▸ **Given problem**: Extract the rows below unchanged, starting at the first line of the rows and ending at the line that contains "[498,96,565,118]".

Bounding box annotation entries
____________

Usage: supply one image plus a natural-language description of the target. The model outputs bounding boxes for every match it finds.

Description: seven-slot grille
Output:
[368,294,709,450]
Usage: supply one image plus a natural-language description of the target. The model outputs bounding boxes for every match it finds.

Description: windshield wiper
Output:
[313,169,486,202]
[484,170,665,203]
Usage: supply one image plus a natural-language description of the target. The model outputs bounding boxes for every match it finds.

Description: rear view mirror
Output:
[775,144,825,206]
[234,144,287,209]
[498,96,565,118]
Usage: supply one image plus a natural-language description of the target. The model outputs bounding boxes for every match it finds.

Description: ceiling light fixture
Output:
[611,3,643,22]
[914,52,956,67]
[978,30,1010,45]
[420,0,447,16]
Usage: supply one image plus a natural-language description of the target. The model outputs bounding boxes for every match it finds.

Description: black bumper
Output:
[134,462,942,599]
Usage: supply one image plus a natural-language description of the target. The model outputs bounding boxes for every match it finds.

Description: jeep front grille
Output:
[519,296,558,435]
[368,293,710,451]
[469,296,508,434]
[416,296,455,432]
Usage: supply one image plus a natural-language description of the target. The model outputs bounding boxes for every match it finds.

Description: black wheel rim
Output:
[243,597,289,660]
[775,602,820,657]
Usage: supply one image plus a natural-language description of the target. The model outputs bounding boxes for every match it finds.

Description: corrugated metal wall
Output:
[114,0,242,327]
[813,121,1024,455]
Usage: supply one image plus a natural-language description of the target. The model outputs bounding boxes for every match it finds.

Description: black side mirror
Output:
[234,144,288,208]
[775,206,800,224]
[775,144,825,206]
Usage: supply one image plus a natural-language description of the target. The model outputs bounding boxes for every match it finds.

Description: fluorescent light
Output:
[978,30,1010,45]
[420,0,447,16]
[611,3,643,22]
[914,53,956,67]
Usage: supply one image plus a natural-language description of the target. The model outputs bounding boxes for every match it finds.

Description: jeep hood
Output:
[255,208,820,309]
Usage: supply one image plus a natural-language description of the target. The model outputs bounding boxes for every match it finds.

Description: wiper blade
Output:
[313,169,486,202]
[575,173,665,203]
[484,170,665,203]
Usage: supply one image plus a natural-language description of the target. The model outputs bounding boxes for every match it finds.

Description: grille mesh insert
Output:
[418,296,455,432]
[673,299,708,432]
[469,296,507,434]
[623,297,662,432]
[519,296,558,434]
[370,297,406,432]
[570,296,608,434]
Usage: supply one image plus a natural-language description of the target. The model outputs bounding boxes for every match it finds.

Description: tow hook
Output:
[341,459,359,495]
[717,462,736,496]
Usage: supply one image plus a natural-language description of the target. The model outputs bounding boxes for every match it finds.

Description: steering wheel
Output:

____________

▸ **Result of this exercise**:
Usage: supply one image plus a natural-language description of the target. The model outputs bounding boxes for every match it finds.

Description: seven-slot grille
Output:
[368,294,709,450]
Usage: supply one image plus a natural-language description of the target. The model outputs bounding boxes for every match it finds.

Description: windshield wiper
Output:
[313,169,486,202]
[484,170,665,203]
Usage: supply one image plus a natural-language description of the target. The model outputs bounding boxes for every match it finds.

Description: rear view mirror
Output:
[775,144,825,206]
[234,144,287,209]
[498,96,565,118]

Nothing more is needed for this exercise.